Short task
Which lines of the data below contain the word "plant"? Show each of those lines in full.

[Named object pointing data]

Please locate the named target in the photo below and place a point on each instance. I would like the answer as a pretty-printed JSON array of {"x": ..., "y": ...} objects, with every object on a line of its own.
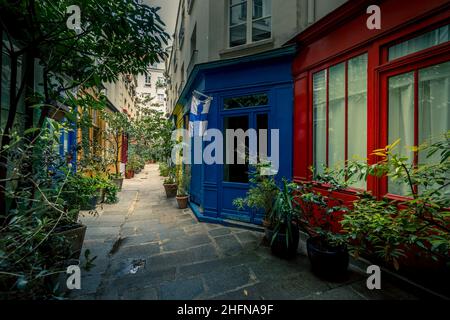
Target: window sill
[{"x": 247, "y": 46}]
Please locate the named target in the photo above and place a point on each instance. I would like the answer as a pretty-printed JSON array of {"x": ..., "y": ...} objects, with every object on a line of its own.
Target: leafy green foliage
[
  {"x": 391, "y": 229},
  {"x": 163, "y": 169},
  {"x": 262, "y": 192}
]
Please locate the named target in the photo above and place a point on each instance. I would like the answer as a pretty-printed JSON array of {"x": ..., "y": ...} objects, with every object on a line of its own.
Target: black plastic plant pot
[
  {"x": 327, "y": 261},
  {"x": 91, "y": 204},
  {"x": 280, "y": 247}
]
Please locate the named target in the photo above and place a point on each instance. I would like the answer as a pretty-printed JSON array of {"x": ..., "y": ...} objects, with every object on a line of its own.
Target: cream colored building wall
[
  {"x": 151, "y": 89},
  {"x": 210, "y": 20},
  {"x": 122, "y": 94}
]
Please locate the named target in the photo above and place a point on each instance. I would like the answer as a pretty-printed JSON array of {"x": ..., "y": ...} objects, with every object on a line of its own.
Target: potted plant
[
  {"x": 170, "y": 185},
  {"x": 182, "y": 192},
  {"x": 413, "y": 234},
  {"x": 283, "y": 232},
  {"x": 319, "y": 214},
  {"x": 163, "y": 169},
  {"x": 261, "y": 195},
  {"x": 278, "y": 206}
]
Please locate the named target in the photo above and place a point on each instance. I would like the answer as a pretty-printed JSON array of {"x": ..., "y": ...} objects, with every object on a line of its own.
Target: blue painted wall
[{"x": 272, "y": 76}]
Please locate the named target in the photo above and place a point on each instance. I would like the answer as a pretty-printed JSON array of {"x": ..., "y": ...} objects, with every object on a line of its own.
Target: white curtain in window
[
  {"x": 357, "y": 111},
  {"x": 434, "y": 106},
  {"x": 424, "y": 41},
  {"x": 336, "y": 116},
  {"x": 320, "y": 120},
  {"x": 401, "y": 121}
]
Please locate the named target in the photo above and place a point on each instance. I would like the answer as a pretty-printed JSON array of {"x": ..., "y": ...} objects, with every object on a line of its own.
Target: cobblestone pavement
[{"x": 165, "y": 253}]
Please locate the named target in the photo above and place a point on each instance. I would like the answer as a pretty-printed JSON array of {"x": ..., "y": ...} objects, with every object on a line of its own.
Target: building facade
[
  {"x": 151, "y": 88},
  {"x": 232, "y": 51},
  {"x": 213, "y": 30},
  {"x": 122, "y": 94}
]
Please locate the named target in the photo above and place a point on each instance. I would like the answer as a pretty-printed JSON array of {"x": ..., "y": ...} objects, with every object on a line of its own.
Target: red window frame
[
  {"x": 327, "y": 66},
  {"x": 411, "y": 63}
]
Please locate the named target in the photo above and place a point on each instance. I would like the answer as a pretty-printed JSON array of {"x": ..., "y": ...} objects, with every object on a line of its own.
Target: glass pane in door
[
  {"x": 234, "y": 172},
  {"x": 262, "y": 125}
]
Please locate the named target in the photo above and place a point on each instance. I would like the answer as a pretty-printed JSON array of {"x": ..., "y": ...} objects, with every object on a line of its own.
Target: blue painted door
[{"x": 234, "y": 178}]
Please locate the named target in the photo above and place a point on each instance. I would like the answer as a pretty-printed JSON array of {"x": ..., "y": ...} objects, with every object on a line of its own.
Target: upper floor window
[
  {"x": 424, "y": 41},
  {"x": 250, "y": 21}
]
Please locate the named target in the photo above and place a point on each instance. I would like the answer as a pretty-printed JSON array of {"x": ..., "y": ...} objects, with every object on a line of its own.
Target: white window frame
[{"x": 249, "y": 24}]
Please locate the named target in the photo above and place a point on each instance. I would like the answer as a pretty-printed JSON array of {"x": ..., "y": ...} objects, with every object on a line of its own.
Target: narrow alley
[{"x": 146, "y": 249}]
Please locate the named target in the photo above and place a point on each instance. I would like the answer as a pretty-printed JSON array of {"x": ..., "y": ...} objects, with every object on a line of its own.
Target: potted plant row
[{"x": 290, "y": 208}]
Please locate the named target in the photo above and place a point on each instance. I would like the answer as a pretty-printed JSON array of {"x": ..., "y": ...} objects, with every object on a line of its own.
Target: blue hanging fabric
[{"x": 198, "y": 117}]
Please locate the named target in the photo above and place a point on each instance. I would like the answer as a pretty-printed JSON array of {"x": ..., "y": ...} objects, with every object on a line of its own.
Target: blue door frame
[{"x": 232, "y": 190}]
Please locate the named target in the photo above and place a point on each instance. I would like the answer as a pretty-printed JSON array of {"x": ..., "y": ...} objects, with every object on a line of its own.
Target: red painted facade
[{"x": 342, "y": 35}]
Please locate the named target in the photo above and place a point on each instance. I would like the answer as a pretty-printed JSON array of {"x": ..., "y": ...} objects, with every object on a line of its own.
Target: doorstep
[{"x": 225, "y": 222}]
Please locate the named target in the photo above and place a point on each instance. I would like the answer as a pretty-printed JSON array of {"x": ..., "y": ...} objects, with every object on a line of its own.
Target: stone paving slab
[{"x": 162, "y": 252}]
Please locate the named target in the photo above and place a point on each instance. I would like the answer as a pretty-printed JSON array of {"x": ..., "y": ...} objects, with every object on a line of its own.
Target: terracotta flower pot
[
  {"x": 129, "y": 174},
  {"x": 74, "y": 234},
  {"x": 182, "y": 201},
  {"x": 171, "y": 190},
  {"x": 118, "y": 182}
]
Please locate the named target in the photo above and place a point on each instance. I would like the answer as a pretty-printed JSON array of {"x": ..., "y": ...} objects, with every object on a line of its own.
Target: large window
[
  {"x": 340, "y": 114},
  {"x": 250, "y": 21},
  {"x": 419, "y": 104},
  {"x": 424, "y": 41}
]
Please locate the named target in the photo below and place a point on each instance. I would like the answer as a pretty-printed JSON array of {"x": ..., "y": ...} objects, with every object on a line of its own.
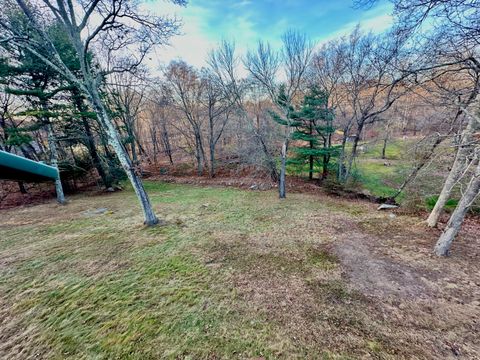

The solution
Target: black plastic plant pot
Target: potted plant
Target: potted plant row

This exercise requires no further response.